What is asked »
Rewrite the rows below with "produce" changed to "vegetables" wherever it appears, and leave everything else unchanged.

Data »

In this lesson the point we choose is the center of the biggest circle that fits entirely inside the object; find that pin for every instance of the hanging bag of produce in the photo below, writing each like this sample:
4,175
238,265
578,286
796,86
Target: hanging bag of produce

Final result »
In this lesson the point we choose is the center of the biggest circle that fits entirely inside the object; find that pin for every instance of the hanging bag of vegetables in the photo below, writing each like this sample:
4,175
238,265
578,286
796,86
Target: hanging bag of vegetables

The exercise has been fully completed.